* GIVEN EXERCISE: List each line of the material below that contains the string "black", copying every line in full.

•••

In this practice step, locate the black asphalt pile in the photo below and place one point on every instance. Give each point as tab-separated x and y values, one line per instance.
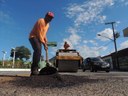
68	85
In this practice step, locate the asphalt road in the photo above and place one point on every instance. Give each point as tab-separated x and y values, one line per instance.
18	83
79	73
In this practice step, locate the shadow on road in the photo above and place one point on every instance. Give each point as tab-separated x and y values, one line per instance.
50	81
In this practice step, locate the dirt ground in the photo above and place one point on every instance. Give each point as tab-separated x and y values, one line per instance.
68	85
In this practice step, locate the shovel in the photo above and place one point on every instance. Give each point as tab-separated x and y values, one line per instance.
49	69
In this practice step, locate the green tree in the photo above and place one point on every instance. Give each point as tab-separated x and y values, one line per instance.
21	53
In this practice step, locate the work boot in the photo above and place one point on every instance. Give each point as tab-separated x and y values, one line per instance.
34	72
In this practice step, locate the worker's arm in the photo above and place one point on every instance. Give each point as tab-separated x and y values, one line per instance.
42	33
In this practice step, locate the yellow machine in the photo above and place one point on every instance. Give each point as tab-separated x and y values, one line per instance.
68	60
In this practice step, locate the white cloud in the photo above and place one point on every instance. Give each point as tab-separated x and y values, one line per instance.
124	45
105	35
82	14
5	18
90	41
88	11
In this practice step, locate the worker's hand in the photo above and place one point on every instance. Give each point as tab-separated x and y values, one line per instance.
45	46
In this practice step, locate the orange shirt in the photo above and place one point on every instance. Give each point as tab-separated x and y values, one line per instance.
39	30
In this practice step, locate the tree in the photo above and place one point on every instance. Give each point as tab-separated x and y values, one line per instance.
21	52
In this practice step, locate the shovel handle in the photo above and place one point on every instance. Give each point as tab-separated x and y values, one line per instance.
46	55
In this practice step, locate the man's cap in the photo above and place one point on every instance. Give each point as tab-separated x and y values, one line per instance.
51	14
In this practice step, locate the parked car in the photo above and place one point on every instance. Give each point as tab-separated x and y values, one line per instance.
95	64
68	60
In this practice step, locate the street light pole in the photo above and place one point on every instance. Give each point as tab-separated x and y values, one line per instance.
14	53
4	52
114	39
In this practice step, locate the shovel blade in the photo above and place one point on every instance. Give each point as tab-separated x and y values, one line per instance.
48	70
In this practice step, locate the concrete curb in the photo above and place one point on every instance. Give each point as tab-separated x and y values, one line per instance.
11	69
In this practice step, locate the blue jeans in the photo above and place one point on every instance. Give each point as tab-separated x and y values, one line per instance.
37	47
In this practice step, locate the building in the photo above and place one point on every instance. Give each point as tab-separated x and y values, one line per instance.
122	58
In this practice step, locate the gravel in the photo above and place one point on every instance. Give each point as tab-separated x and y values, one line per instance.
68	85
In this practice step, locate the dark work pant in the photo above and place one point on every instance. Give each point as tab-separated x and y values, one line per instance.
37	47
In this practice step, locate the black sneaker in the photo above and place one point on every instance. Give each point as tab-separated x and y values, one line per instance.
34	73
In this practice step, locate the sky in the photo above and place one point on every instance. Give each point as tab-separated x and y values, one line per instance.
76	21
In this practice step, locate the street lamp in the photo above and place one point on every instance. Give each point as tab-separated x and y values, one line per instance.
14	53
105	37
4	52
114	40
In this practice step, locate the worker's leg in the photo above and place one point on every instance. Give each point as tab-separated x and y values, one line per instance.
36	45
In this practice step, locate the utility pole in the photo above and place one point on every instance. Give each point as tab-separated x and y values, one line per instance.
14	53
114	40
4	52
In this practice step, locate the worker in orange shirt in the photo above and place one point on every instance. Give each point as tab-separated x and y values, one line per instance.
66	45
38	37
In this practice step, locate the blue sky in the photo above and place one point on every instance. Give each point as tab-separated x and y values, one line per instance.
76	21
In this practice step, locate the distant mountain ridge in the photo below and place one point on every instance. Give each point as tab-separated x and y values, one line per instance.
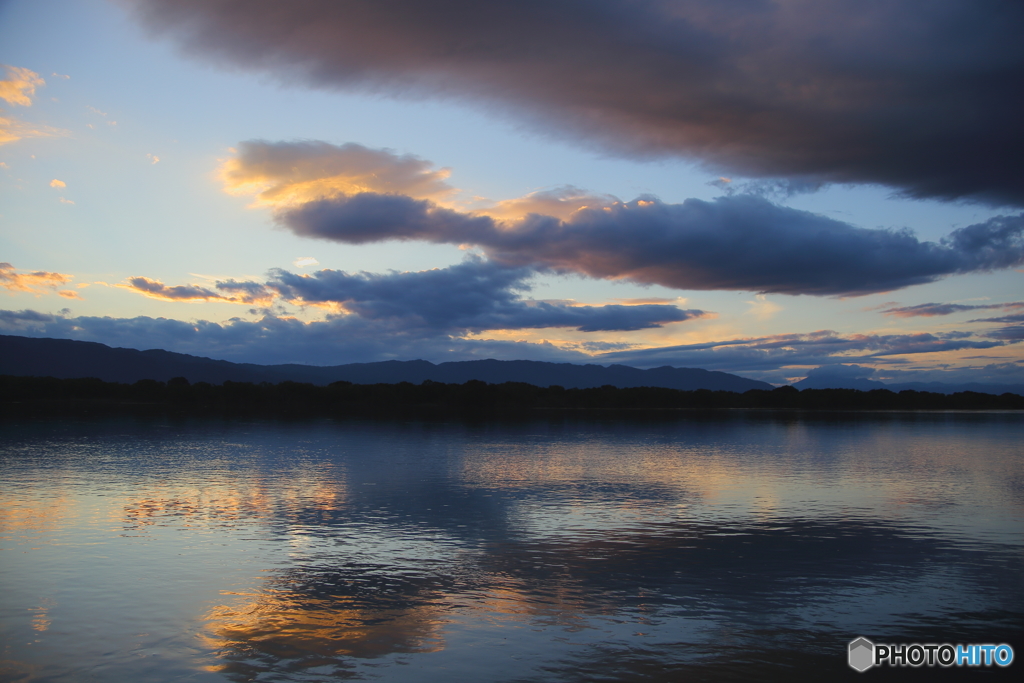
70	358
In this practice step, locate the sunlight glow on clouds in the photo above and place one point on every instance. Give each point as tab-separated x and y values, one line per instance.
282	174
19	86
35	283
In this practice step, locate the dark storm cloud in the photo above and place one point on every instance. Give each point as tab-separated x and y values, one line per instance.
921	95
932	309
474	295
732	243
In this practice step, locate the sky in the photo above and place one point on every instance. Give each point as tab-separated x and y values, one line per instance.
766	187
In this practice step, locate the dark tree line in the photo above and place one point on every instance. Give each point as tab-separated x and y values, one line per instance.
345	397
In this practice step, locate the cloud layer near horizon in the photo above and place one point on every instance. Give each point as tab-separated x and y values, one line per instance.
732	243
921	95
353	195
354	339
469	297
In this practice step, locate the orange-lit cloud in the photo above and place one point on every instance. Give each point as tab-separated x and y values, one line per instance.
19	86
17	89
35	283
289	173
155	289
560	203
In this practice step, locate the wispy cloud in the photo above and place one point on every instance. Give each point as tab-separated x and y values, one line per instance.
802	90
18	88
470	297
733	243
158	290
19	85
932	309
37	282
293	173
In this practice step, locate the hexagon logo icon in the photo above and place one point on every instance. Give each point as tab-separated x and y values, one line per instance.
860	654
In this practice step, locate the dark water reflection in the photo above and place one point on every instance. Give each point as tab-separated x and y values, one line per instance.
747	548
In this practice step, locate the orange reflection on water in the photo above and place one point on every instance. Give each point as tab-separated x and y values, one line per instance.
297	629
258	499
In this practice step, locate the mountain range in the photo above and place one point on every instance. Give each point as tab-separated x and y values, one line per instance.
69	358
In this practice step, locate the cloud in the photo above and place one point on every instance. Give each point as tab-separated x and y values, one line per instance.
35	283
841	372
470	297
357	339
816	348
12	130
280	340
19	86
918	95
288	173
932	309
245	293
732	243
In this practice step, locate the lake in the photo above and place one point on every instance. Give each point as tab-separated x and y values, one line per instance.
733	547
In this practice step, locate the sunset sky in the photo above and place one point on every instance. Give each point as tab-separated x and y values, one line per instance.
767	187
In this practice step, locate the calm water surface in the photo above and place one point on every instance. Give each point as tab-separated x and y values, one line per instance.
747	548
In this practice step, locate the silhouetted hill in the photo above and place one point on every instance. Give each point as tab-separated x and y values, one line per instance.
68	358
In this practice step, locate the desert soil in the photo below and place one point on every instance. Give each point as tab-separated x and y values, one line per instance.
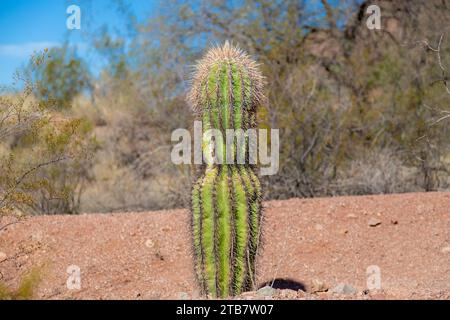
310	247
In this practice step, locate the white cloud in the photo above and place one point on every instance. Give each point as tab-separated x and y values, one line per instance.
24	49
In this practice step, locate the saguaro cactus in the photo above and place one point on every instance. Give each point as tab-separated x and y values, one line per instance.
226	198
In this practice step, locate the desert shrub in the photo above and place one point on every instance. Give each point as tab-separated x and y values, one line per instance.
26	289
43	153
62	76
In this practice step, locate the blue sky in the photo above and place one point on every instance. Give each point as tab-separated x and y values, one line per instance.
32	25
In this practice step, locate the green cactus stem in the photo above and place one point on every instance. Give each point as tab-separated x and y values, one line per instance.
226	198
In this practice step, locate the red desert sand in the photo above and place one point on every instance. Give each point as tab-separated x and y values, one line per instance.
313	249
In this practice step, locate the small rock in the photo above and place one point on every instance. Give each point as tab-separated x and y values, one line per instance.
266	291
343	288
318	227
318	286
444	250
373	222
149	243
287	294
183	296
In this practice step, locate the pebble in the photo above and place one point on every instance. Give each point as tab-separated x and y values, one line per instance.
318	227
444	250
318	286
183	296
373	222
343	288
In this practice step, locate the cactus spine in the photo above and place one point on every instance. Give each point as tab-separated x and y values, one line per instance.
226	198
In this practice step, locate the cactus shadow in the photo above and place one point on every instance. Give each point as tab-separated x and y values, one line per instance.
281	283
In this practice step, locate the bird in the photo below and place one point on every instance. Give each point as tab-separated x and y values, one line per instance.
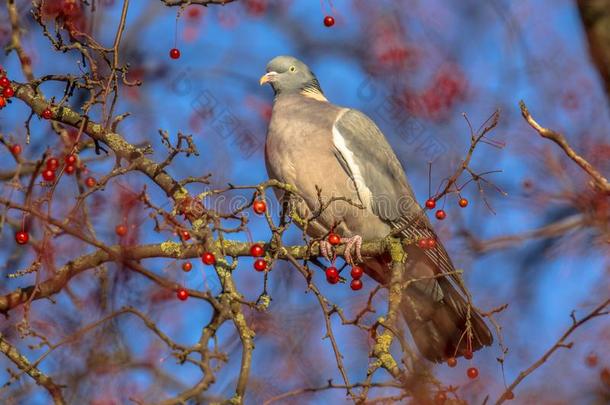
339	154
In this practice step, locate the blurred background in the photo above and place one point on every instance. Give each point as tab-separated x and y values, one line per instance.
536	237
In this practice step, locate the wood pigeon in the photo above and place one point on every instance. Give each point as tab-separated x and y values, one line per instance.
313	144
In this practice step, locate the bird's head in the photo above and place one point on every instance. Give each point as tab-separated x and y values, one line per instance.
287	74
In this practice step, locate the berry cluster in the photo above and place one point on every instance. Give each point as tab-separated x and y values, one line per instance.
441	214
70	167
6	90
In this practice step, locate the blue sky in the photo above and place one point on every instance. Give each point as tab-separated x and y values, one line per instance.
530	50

•••

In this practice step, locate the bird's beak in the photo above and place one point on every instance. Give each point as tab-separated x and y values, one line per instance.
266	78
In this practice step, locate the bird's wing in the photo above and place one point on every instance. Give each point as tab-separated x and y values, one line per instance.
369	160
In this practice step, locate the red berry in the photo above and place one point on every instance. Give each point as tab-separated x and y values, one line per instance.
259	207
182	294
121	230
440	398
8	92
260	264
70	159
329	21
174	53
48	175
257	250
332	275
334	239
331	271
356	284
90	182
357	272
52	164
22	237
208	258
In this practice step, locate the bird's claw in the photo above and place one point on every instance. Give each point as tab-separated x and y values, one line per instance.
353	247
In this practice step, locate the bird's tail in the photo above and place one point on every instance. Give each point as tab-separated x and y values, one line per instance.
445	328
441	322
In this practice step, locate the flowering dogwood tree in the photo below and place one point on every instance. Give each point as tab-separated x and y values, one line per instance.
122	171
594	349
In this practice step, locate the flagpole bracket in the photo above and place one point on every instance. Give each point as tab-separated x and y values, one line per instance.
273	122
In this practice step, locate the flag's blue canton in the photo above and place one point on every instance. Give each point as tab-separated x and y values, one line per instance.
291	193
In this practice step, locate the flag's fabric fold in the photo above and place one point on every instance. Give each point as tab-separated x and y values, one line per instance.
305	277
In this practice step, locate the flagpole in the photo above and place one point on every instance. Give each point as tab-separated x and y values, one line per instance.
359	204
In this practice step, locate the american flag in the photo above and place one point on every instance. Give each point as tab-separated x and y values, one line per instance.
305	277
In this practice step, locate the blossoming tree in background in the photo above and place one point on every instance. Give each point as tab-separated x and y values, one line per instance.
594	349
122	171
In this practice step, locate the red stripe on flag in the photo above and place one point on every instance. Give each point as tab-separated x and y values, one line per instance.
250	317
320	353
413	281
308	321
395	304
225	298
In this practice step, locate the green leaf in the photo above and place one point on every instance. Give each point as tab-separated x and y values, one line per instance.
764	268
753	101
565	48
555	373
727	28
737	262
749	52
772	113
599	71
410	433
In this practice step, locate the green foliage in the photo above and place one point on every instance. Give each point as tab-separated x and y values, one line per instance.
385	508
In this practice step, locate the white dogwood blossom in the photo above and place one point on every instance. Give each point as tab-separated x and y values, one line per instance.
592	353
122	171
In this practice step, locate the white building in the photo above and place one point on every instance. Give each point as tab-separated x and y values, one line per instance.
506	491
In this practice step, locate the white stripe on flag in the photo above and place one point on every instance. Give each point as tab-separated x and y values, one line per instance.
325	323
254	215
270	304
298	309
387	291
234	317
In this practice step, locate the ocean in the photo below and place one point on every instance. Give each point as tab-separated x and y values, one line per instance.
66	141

•••

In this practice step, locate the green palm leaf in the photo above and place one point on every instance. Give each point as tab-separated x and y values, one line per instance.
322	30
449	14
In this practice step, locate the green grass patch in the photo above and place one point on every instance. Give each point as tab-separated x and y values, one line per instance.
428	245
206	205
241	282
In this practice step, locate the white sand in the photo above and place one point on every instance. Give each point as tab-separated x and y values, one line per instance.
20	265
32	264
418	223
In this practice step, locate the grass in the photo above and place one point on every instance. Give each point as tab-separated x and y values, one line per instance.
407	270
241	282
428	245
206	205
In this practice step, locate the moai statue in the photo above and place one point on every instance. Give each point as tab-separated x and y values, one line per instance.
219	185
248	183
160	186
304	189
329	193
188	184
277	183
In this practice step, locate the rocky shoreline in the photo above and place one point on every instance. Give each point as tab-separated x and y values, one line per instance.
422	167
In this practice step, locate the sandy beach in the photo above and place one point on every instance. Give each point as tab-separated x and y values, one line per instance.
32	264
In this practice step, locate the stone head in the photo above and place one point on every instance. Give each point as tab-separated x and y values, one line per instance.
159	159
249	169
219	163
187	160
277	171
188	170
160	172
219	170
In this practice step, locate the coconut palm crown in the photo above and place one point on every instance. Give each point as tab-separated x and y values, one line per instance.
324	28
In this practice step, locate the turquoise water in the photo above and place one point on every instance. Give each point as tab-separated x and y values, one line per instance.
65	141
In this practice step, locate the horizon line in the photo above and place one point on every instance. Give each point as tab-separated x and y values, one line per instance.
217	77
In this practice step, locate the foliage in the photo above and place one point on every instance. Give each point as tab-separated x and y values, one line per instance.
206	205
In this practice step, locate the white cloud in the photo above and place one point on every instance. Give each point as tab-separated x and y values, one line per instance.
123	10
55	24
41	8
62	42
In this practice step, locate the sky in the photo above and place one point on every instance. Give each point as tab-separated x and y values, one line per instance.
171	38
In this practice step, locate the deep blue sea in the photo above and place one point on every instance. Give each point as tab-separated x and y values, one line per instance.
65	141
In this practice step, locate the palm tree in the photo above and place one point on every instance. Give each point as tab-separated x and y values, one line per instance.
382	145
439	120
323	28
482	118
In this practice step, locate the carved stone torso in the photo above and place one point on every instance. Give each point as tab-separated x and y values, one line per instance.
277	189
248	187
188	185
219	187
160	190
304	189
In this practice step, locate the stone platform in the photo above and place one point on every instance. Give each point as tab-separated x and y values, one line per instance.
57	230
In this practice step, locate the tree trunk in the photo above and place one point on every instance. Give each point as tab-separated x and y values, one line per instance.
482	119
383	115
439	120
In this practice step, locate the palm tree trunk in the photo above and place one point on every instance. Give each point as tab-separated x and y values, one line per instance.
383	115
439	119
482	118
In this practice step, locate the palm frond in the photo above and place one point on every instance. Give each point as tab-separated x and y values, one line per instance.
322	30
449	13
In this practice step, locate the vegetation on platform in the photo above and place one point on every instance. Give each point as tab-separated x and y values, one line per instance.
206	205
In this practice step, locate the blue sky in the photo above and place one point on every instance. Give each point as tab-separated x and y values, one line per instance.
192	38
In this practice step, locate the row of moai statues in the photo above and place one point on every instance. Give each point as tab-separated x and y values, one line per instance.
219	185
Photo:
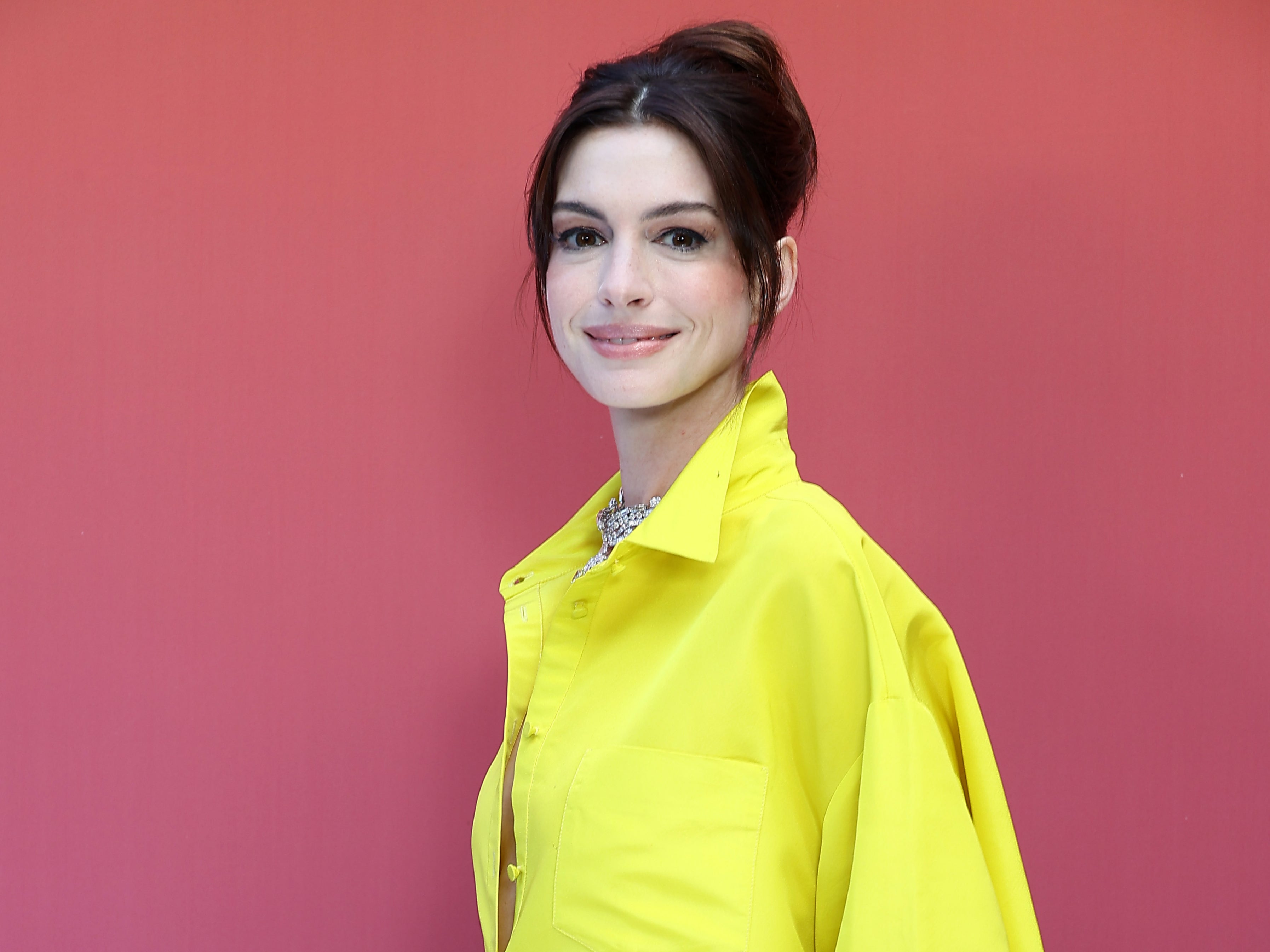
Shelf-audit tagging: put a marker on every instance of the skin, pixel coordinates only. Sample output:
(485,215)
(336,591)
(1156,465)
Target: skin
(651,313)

•••

* EXPECTED ANSWER:
In this practice step, locate the black asphalt pile in the photo below and place one point on every instance. Give each point as tab-separated x and y values, one line per instance.
In this practice step, locate the black sneaker in the photo above and place one point on every instance. Give each point as tab-separated x and y values, one line per instance.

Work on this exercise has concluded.